§ **EXERCISE INSTRUCTIONS**
Here is a listing, set out below; repeat its lines from the one with "of the man's" to the last, both included, and leave out the pictures.

§ **ENTRIES SUPPLIED**
_ _ _ _
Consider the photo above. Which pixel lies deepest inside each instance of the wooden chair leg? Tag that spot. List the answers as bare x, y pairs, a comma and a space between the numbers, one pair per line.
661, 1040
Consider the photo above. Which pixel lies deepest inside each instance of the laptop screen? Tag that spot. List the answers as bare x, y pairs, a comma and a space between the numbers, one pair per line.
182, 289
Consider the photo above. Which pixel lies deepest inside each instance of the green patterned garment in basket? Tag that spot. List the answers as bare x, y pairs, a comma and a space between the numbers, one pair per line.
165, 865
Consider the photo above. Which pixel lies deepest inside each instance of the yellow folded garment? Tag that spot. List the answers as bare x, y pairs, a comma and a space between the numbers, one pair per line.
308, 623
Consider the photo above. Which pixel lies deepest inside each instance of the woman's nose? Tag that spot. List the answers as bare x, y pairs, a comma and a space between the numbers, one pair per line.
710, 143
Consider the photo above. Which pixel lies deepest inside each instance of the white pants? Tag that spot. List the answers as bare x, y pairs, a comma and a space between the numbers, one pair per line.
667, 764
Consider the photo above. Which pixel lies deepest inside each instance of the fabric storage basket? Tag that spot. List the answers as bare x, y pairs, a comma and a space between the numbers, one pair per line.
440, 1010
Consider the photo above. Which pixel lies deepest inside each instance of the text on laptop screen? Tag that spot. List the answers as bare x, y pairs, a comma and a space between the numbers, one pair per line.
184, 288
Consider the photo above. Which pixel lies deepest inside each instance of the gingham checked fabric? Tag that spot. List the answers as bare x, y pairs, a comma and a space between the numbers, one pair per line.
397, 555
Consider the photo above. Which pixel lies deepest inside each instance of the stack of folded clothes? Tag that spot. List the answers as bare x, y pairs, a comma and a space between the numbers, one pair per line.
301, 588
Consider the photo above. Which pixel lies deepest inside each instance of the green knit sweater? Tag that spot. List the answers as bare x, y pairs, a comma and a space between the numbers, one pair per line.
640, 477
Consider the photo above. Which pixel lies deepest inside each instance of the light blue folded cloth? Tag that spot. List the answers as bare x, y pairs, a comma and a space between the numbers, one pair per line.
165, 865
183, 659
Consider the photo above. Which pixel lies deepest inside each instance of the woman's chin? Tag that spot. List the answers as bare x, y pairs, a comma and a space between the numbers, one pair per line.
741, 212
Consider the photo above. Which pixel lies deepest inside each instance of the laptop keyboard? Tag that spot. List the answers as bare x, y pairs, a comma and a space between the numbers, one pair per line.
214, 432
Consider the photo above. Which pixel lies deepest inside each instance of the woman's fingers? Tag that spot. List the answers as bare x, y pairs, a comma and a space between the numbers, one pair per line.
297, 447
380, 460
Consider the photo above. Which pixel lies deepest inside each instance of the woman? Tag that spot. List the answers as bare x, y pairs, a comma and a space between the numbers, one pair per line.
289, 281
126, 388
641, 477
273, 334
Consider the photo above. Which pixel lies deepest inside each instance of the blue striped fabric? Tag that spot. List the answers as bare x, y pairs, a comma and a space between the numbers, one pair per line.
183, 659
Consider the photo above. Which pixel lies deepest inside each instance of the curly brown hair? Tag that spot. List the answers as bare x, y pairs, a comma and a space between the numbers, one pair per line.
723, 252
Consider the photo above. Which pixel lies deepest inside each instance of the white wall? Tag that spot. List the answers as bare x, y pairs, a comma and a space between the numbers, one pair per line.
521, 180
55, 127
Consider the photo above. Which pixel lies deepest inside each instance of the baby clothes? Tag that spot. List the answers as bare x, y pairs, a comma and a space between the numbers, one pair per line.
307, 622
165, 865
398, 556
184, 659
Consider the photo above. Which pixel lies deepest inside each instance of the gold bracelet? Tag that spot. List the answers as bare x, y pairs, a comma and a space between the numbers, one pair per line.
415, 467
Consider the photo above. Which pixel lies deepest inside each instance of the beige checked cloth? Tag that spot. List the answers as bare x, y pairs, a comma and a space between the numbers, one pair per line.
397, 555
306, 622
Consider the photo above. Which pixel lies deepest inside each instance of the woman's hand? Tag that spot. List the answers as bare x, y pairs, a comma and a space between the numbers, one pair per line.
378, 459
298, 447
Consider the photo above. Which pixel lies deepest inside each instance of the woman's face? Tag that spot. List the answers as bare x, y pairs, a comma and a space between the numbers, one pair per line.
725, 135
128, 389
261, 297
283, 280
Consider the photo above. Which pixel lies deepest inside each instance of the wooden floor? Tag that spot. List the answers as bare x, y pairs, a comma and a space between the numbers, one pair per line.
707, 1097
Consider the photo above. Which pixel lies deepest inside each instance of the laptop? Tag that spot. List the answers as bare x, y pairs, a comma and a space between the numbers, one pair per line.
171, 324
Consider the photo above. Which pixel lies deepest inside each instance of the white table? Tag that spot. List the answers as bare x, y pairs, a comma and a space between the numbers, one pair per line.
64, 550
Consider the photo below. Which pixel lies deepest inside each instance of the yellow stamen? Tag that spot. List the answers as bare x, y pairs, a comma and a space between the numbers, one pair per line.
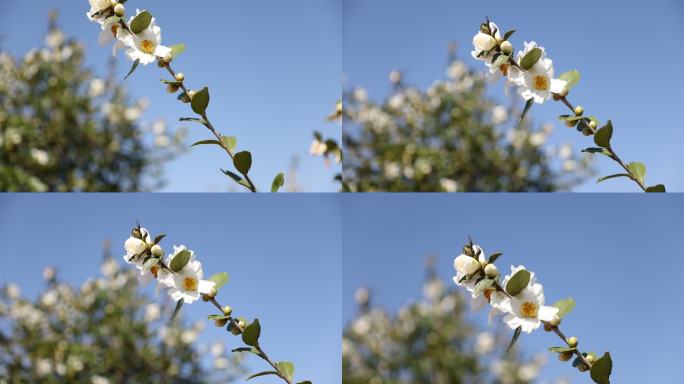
147, 46
541, 83
190, 283
529, 309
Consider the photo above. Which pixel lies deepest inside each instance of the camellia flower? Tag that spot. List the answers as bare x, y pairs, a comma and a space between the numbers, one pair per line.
186, 284
97, 6
484, 42
537, 82
146, 45
526, 309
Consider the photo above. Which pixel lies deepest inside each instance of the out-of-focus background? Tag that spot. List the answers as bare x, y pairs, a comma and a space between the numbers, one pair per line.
92, 318
273, 70
400, 130
615, 254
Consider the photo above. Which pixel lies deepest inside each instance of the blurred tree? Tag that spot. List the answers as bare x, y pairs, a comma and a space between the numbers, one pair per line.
62, 129
450, 137
428, 342
102, 332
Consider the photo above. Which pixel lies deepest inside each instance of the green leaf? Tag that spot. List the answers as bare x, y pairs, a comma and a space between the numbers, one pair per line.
482, 285
180, 260
596, 150
205, 142
192, 119
251, 334
508, 34
562, 349
493, 257
175, 311
638, 170
601, 369
656, 188
278, 182
264, 373
613, 177
243, 162
603, 135
528, 105
229, 141
141, 22
177, 49
565, 306
530, 59
200, 101
133, 67
220, 279
518, 282
516, 334
572, 77
286, 369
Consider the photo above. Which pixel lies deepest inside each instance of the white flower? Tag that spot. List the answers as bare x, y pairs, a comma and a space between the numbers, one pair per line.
146, 45
186, 284
97, 6
537, 82
484, 42
526, 309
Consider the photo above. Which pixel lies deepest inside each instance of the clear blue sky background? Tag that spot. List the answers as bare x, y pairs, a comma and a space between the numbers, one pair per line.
626, 52
618, 255
273, 69
283, 254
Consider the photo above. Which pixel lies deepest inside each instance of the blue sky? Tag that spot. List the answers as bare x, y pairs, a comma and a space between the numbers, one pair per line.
614, 45
618, 255
273, 69
283, 254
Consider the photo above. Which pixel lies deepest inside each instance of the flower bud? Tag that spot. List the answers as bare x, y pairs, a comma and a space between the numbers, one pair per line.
483, 42
119, 10
466, 265
565, 356
555, 321
506, 48
157, 250
491, 270
172, 88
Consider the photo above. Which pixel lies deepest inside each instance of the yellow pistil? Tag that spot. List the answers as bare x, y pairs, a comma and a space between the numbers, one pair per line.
529, 309
147, 46
190, 283
541, 83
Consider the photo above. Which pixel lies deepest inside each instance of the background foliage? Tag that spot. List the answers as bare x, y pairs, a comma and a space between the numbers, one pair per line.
62, 128
102, 332
428, 341
450, 137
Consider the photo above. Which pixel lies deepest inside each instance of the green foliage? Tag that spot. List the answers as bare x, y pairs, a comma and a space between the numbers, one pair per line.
64, 129
450, 137
103, 331
427, 341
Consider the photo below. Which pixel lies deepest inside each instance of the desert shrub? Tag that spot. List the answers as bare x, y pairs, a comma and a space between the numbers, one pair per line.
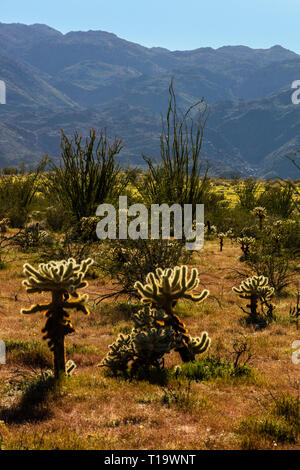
278, 200
246, 191
280, 424
32, 237
274, 253
210, 368
30, 353
56, 218
17, 193
64, 248
128, 261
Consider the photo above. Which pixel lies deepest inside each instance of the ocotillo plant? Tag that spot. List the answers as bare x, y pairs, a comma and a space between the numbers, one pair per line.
256, 289
62, 279
162, 290
261, 213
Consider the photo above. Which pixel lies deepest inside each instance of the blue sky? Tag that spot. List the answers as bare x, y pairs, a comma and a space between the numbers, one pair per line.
174, 24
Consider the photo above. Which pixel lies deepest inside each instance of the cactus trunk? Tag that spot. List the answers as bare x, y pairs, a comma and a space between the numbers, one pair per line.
59, 352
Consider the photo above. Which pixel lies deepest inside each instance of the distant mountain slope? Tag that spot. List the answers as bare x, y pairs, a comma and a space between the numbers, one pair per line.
95, 79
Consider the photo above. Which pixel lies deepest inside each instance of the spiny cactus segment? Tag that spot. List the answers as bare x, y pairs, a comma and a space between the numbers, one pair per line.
162, 290
62, 279
257, 289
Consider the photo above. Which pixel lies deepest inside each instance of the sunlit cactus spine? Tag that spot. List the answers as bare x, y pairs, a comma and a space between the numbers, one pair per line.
261, 213
62, 279
162, 290
256, 289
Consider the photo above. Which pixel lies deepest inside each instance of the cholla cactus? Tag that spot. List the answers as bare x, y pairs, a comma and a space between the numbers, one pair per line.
261, 213
88, 227
221, 237
4, 224
62, 279
145, 346
245, 243
162, 290
148, 342
256, 289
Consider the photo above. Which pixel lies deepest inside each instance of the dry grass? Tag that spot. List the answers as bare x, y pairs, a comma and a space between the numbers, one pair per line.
91, 410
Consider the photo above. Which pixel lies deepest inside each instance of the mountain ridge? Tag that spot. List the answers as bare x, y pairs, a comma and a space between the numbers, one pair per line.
85, 79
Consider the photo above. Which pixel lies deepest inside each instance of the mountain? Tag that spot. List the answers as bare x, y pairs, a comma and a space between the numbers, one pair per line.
89, 79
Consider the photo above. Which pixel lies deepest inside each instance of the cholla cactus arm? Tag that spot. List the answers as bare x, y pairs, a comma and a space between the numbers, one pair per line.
255, 289
163, 289
200, 345
261, 213
258, 285
62, 279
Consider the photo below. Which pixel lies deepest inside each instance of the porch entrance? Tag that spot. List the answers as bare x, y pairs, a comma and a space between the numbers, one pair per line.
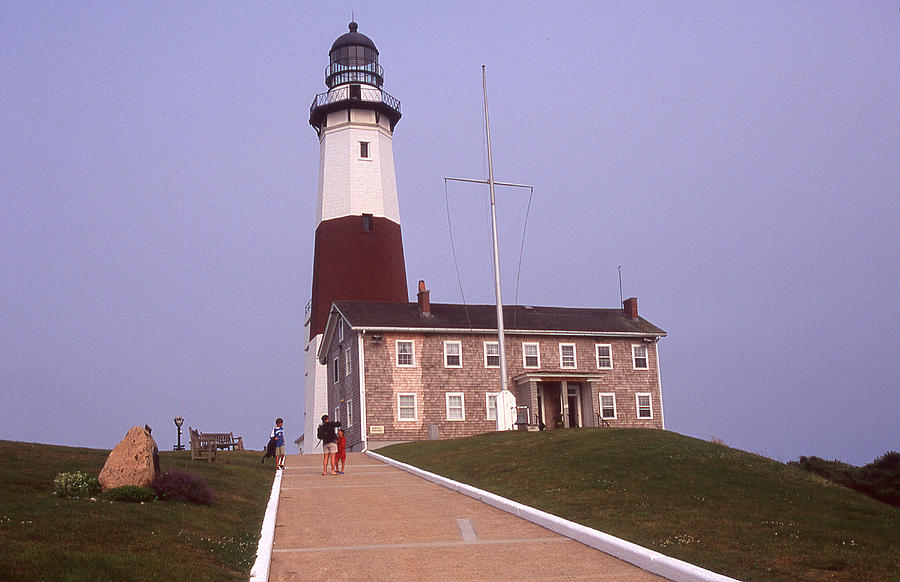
562, 404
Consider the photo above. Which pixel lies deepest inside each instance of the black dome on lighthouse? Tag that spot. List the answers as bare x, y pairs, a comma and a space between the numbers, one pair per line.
353, 59
354, 38
354, 79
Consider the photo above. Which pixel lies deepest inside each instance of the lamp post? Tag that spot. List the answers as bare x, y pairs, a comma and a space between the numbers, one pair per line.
178, 422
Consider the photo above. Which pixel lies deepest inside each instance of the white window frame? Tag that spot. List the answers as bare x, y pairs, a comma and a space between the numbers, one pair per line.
649, 407
462, 405
415, 407
525, 355
447, 354
497, 355
615, 410
634, 356
574, 357
489, 406
597, 353
412, 353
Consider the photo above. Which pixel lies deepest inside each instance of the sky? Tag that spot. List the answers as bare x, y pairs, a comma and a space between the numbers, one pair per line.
740, 161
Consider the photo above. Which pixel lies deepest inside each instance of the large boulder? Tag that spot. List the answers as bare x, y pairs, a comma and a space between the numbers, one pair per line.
134, 461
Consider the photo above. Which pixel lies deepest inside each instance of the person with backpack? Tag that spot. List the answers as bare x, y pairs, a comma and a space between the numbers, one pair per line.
278, 435
325, 433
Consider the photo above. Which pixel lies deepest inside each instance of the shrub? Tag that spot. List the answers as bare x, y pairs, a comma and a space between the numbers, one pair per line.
178, 485
879, 479
130, 493
75, 485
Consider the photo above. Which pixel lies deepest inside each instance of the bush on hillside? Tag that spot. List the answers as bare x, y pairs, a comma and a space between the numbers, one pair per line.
879, 479
129, 493
75, 485
178, 485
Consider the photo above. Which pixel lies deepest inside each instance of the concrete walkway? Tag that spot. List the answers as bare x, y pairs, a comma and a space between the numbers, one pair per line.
376, 522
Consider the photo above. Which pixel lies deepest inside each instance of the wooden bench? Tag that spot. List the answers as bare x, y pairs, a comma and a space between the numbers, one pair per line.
224, 440
207, 443
201, 446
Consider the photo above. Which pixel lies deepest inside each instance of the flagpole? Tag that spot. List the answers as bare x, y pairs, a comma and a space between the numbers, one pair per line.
505, 400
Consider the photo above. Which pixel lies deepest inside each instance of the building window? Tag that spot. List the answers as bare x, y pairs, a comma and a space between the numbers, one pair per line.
406, 407
531, 354
639, 357
604, 356
645, 408
405, 354
452, 355
455, 406
491, 354
567, 356
368, 223
607, 406
491, 403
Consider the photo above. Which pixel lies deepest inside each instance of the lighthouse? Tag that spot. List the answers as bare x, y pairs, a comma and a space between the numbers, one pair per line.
358, 246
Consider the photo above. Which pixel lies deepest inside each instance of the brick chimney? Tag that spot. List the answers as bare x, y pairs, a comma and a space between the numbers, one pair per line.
424, 300
629, 306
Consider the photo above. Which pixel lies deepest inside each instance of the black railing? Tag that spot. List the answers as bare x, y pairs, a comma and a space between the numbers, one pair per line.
369, 94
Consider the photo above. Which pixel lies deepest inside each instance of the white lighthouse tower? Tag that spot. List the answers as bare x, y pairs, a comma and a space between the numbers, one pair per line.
359, 249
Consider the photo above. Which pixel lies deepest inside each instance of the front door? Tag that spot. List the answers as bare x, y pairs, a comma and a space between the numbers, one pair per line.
573, 395
551, 394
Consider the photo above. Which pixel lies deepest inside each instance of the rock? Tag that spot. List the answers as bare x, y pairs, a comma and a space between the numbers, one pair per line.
134, 461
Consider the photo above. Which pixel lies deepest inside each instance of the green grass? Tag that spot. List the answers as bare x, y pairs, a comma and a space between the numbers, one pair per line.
732, 512
43, 537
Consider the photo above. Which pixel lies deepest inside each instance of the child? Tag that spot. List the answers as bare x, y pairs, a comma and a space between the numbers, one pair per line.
278, 435
341, 455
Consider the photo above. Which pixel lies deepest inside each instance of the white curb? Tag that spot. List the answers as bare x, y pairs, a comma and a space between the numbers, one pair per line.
643, 558
260, 570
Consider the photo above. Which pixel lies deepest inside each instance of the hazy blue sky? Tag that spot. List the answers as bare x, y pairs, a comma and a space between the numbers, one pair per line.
740, 161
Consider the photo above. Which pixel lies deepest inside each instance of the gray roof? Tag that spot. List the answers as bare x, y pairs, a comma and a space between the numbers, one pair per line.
519, 318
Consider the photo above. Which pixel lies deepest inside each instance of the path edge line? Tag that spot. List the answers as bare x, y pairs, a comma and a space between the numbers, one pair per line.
644, 558
260, 570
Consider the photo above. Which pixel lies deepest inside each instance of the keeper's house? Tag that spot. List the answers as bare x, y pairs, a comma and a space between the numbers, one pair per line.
414, 371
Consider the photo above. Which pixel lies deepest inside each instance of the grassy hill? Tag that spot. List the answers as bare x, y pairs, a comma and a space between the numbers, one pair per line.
43, 537
733, 512
730, 511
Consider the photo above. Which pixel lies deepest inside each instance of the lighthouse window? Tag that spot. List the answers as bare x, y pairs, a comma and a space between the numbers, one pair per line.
368, 223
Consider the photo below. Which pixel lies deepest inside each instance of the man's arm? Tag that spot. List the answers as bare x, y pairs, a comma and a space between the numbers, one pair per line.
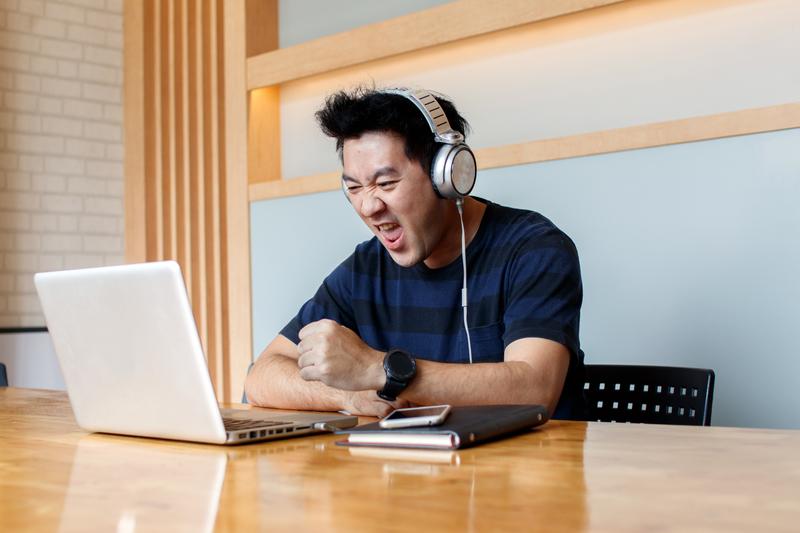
275, 381
533, 371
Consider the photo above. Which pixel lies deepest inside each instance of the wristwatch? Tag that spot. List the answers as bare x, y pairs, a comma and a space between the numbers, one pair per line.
400, 368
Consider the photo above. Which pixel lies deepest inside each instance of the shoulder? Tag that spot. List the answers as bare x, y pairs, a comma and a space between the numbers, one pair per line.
522, 229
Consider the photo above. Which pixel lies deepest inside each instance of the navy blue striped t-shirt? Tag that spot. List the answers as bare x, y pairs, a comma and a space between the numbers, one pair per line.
523, 280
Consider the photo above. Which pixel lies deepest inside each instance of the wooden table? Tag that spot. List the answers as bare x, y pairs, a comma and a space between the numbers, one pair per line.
566, 476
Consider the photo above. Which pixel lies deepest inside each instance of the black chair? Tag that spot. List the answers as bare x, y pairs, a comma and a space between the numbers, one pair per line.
649, 394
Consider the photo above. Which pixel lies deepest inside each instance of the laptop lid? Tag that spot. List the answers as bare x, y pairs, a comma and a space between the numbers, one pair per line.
128, 348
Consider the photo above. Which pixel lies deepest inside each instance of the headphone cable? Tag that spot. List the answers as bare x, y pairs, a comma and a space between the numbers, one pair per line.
460, 207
_ _ _ _
§ **TASK ANSWER**
Consider the photo below. Which pixel lies deepest inside each instance of the man's arm? Tag that spot. List the answers as bare x, y pairs, a comma and a space between the numbers, one pair per line.
275, 381
533, 371
Consider the photo above. Which pixel lies deepest inside each instance of the wristwatch? Tag that spot. List the answers as bare x, y pairs, a comma and a space between the numbers, one pair per line.
400, 368
Consider the photo above. Which pixel lies deepest inside each instance of the shoulder? Tag that spot. List the answers as bare x, y pairs, a comma and a space between the numbers, one pair per line.
522, 229
Consider the photo above. Which pixel lies deepest inside each instance of the navy blue striped t-shirt? Tag that spot. List the answers as bare x, y pairs, a comma and a space between the numbers, one pair per line.
523, 280
Consider the photo above. Which pixel lies deepest inside each instance of the wooden table? Tag that spot. List the answers as bare x, y pairs, a comma and a space between the numbers, one pair per line.
566, 476
Consider the photo above. Which pixel lies deepest inside each instance of the black chair? Tag that spot. List the answers as bare x, y pairs, a comma and a space between the numbers, one pair per line.
649, 394
Consider the photo above. Which pixel lies deepest inside each instance of the laptop lid? Tag that spot. List the answers as bare x, y pairs, a comma and a space between the numbers, one pair per line.
128, 348
Consider the photo above. Which pixel lies deepest inside each instance of the headphone cable? Tag that spot. List the answers as bare x, y pairs, a comma and a space between the numbers, one pair per line.
460, 207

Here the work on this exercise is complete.